Task description: Look in the material below for the line holding "Query: brass lettering urola". Set it down exactly, with each later line up to and including the line holding "Query: vertical wooden panel".

Provided records:
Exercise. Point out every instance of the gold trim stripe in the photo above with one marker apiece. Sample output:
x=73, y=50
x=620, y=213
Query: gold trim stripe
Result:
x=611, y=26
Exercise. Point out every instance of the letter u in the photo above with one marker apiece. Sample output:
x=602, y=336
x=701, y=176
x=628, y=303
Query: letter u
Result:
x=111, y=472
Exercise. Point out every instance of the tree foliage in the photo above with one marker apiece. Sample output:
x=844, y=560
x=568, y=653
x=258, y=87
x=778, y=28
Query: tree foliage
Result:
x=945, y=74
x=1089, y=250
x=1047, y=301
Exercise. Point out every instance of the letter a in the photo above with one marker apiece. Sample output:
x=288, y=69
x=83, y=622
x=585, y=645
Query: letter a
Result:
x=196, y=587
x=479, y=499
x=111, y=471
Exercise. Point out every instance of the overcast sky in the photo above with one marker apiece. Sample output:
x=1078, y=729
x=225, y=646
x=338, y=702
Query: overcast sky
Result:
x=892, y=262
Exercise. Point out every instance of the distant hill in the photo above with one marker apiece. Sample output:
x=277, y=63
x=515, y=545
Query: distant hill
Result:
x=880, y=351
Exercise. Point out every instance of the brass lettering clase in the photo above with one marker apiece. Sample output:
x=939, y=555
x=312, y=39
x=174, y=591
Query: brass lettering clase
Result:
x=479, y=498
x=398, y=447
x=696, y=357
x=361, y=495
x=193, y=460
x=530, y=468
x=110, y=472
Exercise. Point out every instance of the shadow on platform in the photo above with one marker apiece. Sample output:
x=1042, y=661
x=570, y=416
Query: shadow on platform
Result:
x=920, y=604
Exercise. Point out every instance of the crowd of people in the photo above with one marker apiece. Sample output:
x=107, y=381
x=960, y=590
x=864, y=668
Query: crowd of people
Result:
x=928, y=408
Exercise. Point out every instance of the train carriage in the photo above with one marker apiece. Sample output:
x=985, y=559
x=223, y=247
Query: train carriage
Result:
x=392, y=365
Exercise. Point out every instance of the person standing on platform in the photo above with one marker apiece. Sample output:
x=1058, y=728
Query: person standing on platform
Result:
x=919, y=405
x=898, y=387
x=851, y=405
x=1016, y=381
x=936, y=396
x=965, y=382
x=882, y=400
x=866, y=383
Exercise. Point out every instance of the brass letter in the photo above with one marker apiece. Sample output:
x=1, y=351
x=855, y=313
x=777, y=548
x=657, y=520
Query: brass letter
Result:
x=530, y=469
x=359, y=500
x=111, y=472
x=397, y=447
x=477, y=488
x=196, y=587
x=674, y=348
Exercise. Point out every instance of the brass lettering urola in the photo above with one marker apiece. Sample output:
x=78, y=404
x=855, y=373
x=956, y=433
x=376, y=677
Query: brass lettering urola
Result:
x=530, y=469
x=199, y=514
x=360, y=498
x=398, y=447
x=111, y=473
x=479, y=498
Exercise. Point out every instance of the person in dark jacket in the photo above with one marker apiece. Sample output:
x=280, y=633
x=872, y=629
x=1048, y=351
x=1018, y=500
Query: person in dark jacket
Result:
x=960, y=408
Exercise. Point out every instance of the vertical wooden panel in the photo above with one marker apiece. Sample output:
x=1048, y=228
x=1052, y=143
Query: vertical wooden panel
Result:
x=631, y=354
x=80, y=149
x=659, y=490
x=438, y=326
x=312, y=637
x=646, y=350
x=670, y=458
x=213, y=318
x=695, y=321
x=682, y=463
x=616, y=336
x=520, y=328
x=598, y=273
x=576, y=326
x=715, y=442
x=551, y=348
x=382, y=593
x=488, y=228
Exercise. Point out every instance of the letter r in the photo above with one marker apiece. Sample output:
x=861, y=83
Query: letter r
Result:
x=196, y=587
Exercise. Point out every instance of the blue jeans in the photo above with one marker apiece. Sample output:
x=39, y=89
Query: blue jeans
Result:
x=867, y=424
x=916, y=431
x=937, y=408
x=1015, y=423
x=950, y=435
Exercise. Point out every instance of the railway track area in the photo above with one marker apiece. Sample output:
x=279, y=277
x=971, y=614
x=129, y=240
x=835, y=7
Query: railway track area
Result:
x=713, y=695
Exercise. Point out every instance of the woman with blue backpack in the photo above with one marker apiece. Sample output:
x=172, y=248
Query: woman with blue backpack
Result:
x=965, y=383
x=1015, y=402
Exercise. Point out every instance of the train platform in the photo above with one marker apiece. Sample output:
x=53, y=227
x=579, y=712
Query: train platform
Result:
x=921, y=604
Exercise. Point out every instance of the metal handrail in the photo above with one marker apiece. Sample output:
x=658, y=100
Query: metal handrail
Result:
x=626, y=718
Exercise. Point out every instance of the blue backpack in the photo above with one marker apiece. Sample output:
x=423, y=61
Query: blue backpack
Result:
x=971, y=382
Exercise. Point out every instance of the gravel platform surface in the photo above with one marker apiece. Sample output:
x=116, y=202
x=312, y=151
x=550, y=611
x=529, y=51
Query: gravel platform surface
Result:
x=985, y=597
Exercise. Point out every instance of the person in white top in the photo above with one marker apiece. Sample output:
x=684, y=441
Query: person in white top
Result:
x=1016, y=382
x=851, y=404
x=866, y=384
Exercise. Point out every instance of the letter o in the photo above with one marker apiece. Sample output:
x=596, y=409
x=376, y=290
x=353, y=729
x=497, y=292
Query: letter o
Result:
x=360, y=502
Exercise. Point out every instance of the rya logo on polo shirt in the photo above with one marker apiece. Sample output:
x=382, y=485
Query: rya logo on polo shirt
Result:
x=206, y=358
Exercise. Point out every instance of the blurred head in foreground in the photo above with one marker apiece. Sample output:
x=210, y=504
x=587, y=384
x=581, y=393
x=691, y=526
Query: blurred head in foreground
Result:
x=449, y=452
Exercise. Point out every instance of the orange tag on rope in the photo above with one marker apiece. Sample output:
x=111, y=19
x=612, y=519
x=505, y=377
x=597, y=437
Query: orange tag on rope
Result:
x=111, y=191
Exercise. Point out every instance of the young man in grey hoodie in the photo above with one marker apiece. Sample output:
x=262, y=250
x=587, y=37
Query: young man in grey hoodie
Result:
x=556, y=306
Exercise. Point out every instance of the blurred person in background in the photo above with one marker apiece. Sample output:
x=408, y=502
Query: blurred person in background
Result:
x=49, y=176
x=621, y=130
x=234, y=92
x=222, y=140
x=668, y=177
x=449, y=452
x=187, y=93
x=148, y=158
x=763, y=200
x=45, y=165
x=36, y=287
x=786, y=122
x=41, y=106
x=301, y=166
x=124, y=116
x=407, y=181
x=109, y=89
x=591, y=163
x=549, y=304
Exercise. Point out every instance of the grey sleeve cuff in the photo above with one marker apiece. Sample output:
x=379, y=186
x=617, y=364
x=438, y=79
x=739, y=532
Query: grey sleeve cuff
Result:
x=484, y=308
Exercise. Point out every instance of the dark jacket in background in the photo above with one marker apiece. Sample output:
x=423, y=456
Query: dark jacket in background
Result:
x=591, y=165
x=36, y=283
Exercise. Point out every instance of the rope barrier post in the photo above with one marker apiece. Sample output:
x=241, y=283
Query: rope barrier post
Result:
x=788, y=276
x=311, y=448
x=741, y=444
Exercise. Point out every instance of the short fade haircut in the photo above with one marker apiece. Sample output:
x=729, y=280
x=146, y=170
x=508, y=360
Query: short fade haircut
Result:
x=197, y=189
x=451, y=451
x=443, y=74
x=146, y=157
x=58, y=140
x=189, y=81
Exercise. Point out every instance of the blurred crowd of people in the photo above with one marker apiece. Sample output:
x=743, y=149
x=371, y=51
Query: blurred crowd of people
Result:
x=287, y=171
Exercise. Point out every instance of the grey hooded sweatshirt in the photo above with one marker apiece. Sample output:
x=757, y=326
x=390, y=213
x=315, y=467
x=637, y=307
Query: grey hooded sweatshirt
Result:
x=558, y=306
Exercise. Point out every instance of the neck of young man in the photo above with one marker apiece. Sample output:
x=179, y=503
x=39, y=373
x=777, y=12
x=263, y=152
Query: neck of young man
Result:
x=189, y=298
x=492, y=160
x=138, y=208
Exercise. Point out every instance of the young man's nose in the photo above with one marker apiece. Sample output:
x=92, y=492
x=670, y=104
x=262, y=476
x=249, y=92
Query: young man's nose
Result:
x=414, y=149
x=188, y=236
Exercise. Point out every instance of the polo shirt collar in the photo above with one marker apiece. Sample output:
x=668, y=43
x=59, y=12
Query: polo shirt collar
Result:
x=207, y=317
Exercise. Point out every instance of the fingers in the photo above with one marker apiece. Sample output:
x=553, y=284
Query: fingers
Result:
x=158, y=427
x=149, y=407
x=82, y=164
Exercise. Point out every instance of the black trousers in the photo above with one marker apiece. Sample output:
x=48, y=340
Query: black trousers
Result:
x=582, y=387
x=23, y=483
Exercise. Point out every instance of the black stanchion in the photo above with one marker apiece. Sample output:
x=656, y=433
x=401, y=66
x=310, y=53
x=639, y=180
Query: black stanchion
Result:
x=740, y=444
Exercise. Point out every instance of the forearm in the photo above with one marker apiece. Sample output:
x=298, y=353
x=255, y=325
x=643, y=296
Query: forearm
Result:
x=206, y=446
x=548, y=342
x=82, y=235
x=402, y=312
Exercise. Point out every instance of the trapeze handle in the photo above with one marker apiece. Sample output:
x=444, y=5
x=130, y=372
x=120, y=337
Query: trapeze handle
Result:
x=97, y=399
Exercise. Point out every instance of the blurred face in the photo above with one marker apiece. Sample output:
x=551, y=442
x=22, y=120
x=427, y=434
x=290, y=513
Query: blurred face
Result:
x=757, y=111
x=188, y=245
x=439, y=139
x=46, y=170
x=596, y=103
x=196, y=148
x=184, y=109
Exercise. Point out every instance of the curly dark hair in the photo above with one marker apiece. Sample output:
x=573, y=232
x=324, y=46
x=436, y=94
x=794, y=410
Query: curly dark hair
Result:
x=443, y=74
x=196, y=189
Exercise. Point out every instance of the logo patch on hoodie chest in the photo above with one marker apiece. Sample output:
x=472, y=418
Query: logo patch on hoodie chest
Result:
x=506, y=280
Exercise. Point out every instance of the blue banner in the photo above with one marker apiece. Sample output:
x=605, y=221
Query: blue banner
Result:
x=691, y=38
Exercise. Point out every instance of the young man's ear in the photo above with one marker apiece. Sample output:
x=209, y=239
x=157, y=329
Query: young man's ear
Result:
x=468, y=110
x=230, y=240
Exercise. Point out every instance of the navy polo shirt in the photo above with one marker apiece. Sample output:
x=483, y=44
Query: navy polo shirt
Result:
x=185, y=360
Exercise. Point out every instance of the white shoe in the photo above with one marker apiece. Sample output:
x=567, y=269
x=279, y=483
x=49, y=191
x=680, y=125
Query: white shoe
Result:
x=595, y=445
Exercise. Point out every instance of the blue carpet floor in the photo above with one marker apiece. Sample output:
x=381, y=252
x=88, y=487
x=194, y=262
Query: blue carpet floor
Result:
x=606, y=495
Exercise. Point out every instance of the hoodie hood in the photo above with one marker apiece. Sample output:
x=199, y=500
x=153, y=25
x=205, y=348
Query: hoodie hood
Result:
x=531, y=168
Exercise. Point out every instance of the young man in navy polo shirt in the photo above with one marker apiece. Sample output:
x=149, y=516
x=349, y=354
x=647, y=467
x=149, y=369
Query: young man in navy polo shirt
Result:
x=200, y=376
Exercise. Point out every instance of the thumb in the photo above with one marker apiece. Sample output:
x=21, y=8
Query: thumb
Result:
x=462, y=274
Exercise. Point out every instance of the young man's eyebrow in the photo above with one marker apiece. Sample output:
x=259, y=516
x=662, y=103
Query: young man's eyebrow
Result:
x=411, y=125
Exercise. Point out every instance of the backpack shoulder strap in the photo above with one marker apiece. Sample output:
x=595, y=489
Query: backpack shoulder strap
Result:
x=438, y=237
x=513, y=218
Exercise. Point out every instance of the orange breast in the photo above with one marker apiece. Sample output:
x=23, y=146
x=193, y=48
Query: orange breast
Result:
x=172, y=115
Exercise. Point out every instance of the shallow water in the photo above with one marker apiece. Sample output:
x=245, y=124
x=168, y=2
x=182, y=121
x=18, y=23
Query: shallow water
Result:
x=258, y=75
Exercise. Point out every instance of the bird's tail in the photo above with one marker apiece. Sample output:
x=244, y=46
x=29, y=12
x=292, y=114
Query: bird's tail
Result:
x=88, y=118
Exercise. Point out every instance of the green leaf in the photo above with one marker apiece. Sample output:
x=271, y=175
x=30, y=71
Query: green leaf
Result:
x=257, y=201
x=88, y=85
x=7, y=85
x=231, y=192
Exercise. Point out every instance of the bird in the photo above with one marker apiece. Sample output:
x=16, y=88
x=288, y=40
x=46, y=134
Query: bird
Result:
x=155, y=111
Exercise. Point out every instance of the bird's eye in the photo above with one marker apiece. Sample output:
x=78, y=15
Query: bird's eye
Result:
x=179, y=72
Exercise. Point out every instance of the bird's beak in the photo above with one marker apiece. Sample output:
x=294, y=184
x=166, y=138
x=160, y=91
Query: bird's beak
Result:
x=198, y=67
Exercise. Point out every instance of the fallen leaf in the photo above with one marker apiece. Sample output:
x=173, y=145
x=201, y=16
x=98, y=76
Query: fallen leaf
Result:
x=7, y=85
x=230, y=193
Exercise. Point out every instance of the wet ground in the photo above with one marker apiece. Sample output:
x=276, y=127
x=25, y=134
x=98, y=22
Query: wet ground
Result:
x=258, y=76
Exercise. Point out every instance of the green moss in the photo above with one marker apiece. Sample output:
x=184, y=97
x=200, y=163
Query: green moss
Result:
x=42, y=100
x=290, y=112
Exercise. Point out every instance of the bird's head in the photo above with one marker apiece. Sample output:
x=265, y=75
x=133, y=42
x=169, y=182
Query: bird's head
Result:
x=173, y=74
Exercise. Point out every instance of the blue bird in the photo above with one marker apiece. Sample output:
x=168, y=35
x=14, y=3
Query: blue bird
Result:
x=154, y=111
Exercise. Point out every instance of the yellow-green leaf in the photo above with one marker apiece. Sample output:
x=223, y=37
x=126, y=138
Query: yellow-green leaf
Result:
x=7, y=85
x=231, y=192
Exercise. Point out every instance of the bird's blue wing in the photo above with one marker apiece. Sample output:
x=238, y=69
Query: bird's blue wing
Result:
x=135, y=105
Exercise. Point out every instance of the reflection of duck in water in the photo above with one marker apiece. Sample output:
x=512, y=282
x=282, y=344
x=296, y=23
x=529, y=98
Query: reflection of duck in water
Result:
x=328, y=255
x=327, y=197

Response:
Query: brass lettering urola
Result:
x=530, y=469
x=199, y=514
x=360, y=498
x=398, y=447
x=111, y=473
x=479, y=498
Exercise. Point out every instance of the person in dark jacket in the photo above with one marker apiece. Sample output:
x=280, y=633
x=872, y=629
x=1048, y=351
x=1018, y=500
Query: person in dark jacket
Result:
x=960, y=408
Exercise. Point out every instance of the vertical wooden panel in the photo above with one marker apiece. Sample output:
x=1048, y=228
x=1052, y=143
Query: vertical wooden panel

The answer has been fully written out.